# Page extract:
# # # # # # #

2) Substitute, substitute, substitute! Just because your child or husband has a food allergy, it doesn't mean they cannot enjoy just about everything. Egg-drop soup or eggnog may not be in Brady's future, but I have made cookies, cakes, meatloaf and other items with applesauce, and even a grits and cheese dish in which I used a corn starch mixture. There are other substitutes for egg that I haven't tried yet, and whatever the allergy is you are dealing with, you can research the internet to find out the alternatives.

3) READ LABELS CLOSELY! This seems like a no-brainer, but there have been times I have been just about to use something, thought oh shoot, I forgot to read the label and what do you know? EGG! I've also taken to just scanning the "Allergens" warning at the end of ingredients. But one time, with a maple egg at Easter, the allergens warning said nothing about egg, I let Brady eat it, and as I looked closer, sure enough "egg albumen" was listed. I stopped him immediately after only a bite or two, but it was too late. He threw up on the way home.

4) Check nutritional charts if possible. Lots of fast food restaurants put their ingredients online. I'm always amazed to find out just how much stuff is in their products.

5) Tell EVERYONE with any tie to your child. I have to make sure my son has special treats for party days at school, for a class mate's birthday party, I send his lunch to school. Despite our best intentions, during an Easter egg hunt he ate a candy in one of the eggs before anyone saw him or he even thought about it. Sure enough it was a fluffy cream egg and he threw up at day care that afternoon. His teacher emailed me a few weeks back about doughnuts for a classmate's birthday party. Major eggs!! So I sent him with a special treat to eat instead. And his after-school care teachers are wonderful about baking special brownies and cookies with applesauce. Doctors also have to know as he is not supposed to have the flu shot (and the school too!). Communication is key!

6) Just in case, keep medicine around for potential allergic reactions. In our case, benadryl is enough and it helps.

7) Be alert and make sure your kiddo knows what to say no to. We were at a grand opening for a park and ladies were walking around with plates of cookies and they offered him one! I don't think he would have taken one, but I immediately stepped in and told her, no, he's allergic to eggs.

8) Don't hesitate to ask. If your child is offered anything anywhere, or if you're not sure about something at a restaurant, ask them. If they don't know, don't risk it.

9) Be careful on Halloween. We have to be very picky what he takes as Milky Way, 3 Musketeers, Snickers and others have egg in them. Most people are willing to let us be selective in their baskets when we explain the problem.

10) Be patient. I have found with Brady that for his early impressionable life, he was traumatized by food and became extremely suspicious of it. Who can blame him. He never knew what would make him nauseous. Everyone thought he was "picky." At times he was chastised for it. Now we know. It has taken a long time to get him to open up to trying new foods. I find he prefers only whole foods, not something with a lot mixed in like a casserole. He wants to SEE what is in it. He has had to build trust that I really KNOW if something has egg or not. And planting a garden sure helped because he planted it and watched it grow. It was his, he had ownership in it and knew it was safe.

11) Provide lots and lots of healthy alternatives. I pack Brady's lunch and am always trying to come up with fun things for him to have variety. For meats I used canned chicken, canned tuna, meatballs and lunch meat. For other proteins I give milk, peanut butter, turkey hotdogs, yogurt and cheese. For veggies, you can put mandarins, cut up pears, individual packs of sliced apples, raisins, craisins, carrots, peppers, half an avocado with a spoon, soup-at-hand tomato soup, bananas, on and on. Decent carbs are baked chips, pretzels, whole grain bread, rice, spaghetti, mashed potatoes, sweet potatoes, granola bars, dry cereal. A healthy and diverse lunch can be easy with a little planning.

# # # # # # #

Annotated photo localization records
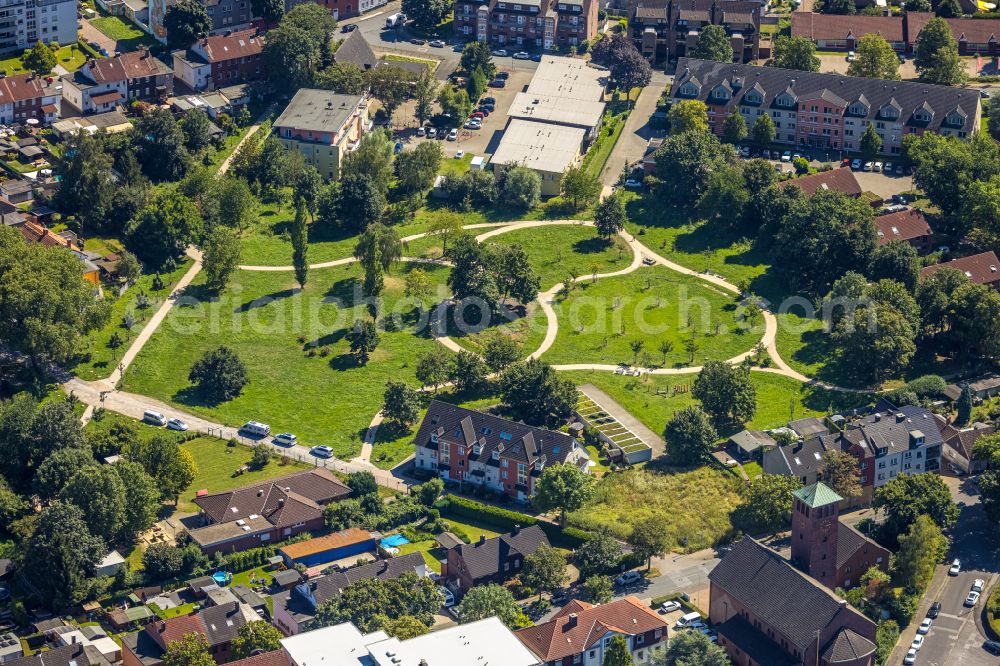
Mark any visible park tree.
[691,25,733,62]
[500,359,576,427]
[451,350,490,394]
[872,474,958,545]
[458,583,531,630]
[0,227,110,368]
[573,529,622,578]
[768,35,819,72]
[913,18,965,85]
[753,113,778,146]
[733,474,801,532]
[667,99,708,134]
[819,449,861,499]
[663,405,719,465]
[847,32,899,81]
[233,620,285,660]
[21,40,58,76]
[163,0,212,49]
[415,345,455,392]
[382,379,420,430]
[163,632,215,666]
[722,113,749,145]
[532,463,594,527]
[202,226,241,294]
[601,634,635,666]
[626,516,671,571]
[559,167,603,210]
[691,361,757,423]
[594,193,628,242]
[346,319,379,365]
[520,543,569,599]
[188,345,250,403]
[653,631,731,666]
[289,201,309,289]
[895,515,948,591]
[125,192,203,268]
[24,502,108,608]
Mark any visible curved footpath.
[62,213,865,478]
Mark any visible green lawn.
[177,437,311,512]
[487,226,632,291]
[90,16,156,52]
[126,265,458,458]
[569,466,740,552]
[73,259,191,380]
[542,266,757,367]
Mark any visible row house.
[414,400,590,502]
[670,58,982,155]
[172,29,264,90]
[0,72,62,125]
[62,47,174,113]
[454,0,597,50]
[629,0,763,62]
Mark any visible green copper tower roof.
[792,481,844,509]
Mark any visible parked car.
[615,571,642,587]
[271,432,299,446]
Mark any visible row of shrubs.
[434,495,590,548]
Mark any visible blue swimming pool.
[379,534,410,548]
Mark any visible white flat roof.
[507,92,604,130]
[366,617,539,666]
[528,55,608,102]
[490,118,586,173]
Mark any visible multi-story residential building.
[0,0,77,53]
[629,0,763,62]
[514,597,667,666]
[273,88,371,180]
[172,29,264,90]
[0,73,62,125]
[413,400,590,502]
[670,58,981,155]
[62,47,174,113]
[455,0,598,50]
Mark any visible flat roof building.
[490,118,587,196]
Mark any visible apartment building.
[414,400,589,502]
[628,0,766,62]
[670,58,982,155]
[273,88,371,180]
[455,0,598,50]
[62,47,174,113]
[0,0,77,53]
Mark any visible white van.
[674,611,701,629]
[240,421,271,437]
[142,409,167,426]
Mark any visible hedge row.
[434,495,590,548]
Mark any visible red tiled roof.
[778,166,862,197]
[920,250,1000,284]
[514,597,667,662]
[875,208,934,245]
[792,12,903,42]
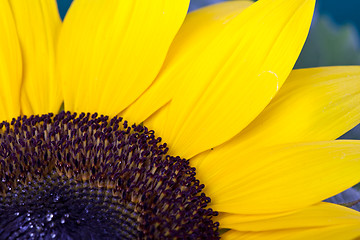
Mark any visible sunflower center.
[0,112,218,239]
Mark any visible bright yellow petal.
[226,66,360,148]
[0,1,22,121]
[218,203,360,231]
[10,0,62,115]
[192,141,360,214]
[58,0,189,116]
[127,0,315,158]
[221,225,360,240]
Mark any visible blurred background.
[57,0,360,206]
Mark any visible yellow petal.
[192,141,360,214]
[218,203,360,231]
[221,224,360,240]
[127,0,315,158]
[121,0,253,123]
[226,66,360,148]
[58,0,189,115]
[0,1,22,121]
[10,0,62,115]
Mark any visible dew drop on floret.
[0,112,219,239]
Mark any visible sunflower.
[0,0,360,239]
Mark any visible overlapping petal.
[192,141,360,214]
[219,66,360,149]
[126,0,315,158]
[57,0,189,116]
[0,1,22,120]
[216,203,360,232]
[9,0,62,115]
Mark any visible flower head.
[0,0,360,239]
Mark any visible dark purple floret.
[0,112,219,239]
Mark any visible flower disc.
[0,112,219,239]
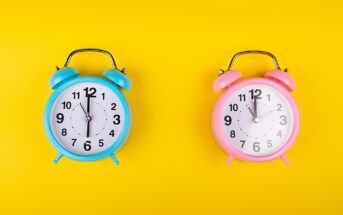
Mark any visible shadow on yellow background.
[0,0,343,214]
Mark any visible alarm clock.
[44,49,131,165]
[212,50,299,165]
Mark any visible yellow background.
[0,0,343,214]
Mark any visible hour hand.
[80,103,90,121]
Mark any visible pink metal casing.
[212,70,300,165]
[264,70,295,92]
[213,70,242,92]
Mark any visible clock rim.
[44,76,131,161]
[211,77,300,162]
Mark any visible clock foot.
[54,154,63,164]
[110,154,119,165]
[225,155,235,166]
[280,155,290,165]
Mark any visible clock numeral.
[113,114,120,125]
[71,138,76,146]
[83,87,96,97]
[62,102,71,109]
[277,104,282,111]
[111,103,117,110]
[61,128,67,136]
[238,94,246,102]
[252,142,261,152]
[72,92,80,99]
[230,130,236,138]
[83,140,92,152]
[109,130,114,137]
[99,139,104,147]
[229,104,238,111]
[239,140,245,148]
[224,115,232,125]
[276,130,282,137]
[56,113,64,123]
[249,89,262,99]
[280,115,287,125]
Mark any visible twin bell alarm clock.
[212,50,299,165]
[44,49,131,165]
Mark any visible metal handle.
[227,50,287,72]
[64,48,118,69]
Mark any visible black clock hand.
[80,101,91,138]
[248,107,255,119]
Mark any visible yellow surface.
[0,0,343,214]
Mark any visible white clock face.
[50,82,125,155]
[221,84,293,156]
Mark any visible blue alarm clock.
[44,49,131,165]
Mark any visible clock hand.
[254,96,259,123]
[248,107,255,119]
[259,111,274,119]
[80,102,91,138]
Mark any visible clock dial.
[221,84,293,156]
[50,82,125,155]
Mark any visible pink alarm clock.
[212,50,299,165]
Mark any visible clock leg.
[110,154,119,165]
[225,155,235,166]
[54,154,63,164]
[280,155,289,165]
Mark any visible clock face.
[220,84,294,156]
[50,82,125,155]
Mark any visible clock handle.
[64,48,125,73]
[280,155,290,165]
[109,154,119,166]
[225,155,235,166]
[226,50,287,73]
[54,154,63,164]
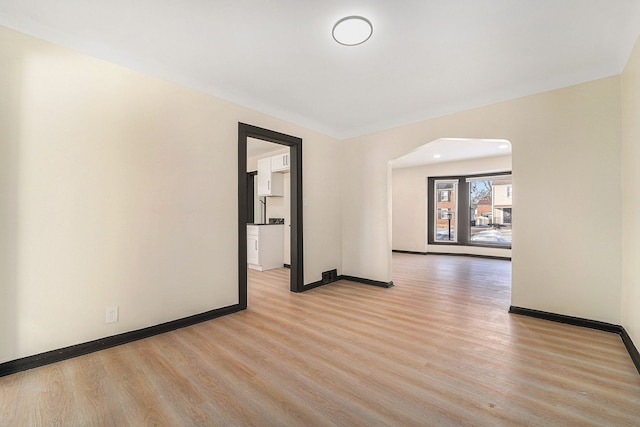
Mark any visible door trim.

# # # # # # #

# Exercise tasks:
A – How would you translate this sentence from the egg allergy tips into Spanish: "Most people are willing to let us be selective in their baskets when we explain the problem."
B – Can you repeat the egg allergy tips word for word, from "6) Just in case, keep" up to and including "allergic to eggs."?

# Solution set:
A – La mayoría de las personas están dispuestas a dejarnos elegir lo que tomamos de sus canastas cuando les explicamos el problema.

B –
6) Just in case, keep medicine around for potential allergic reactions. In our case, benadryl is enough and it helps.

7) Be alert and make sure your kiddo knows what to say no to. We were at a grand opening for a park and ladies were walking around with plates of cookies and they offered him one! I don't think he would have taken one, but I immediately stepped in and told her, no, he's allergic to eggs.